- INSTRUCTION
Render the lines below as a Markdown table with two columns, Row and Line: put a running row number under Row and each line's text under Line, and leave out the blank lines.

- LISTED RECORDS
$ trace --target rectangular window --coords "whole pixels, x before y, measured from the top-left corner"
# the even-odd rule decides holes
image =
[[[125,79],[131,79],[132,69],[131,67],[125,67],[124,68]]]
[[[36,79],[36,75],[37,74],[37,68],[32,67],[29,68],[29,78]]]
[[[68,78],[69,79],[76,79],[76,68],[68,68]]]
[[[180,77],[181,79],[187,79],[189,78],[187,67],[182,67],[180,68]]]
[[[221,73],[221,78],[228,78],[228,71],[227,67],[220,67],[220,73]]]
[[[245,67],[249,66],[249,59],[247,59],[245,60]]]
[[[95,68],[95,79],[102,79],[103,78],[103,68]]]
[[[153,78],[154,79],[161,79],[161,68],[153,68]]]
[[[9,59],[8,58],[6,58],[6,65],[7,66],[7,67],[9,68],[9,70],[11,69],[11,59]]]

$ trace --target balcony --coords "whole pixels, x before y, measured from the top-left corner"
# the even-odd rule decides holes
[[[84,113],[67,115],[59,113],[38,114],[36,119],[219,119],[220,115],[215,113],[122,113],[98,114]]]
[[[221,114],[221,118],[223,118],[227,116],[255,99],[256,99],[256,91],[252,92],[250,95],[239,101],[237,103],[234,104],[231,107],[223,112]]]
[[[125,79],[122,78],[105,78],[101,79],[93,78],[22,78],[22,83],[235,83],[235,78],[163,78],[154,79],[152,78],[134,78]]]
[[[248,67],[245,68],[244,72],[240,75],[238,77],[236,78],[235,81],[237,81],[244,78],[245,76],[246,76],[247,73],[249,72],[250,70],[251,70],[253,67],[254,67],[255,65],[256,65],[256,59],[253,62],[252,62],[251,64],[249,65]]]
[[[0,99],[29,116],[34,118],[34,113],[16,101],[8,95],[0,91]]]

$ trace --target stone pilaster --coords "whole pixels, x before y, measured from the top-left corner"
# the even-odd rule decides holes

- OUTPUT BELOW
| Row | Line |
|---|---|
| 1 | $ trace --target rectangular window --coords "whole pixels, x before y, measured from the top-left corner" |
| 2 | # the even-odd rule decides holes |
| 3 | image = |
| 4 | [[[125,79],[131,79],[132,69],[131,67],[125,67],[124,68]]] |
| 5 | [[[36,79],[36,75],[37,74],[37,68],[32,67],[29,68],[29,78]]] |
| 6 | [[[68,78],[69,79],[76,79],[76,68],[68,68]]] |
| 7 | [[[180,77],[181,79],[187,79],[189,78],[187,67],[182,67],[180,68]]] |
| 8 | [[[221,73],[221,78],[228,78],[228,71],[227,67],[220,67],[220,73]]] |
| 9 | [[[245,67],[249,66],[249,59],[247,59],[245,60]]] |
| 10 | [[[95,68],[95,79],[102,79],[103,78],[103,68]]] |
| 11 | [[[153,78],[154,79],[161,79],[161,68],[153,68]]] |
| 12 | [[[9,59],[8,58],[6,58],[6,65],[7,66],[7,67],[9,68],[9,70],[11,69],[11,59]]] |
| 13 | $ trace --target balcony --coords "whole pixels, x before y, measured from the top-left corner" |
| 14 | # the even-odd rule decides holes |
| 15 | [[[84,113],[67,115],[59,113],[38,114],[36,119],[219,119],[220,115],[215,113],[122,113],[98,114]]] |
| 16 | [[[221,114],[221,118],[223,118],[227,116],[255,99],[256,99],[256,91],[252,92],[250,95],[239,101],[237,103],[234,104],[231,107],[223,112]]] |
| 17 | [[[125,79],[122,78],[105,78],[101,79],[93,78],[22,78],[22,83],[235,83],[235,78],[163,78],[154,79],[152,78],[134,78]]] |
| 18 | [[[248,67],[245,68],[244,72],[240,75],[238,77],[236,78],[235,81],[237,81],[244,78],[245,76],[246,76],[247,73],[249,72],[250,70],[251,70],[253,67],[254,67],[255,65],[256,65],[256,59],[253,62],[252,62],[251,64],[249,65]]] |
| 19 | [[[0,99],[29,116],[34,118],[34,113],[16,101],[8,95],[0,91]]] |
| 20 | $ trace --target stone pilaster --coords "whole pixels, x before y, measured from the top-left corner" |
| 21 | # the even-odd rule decides holes |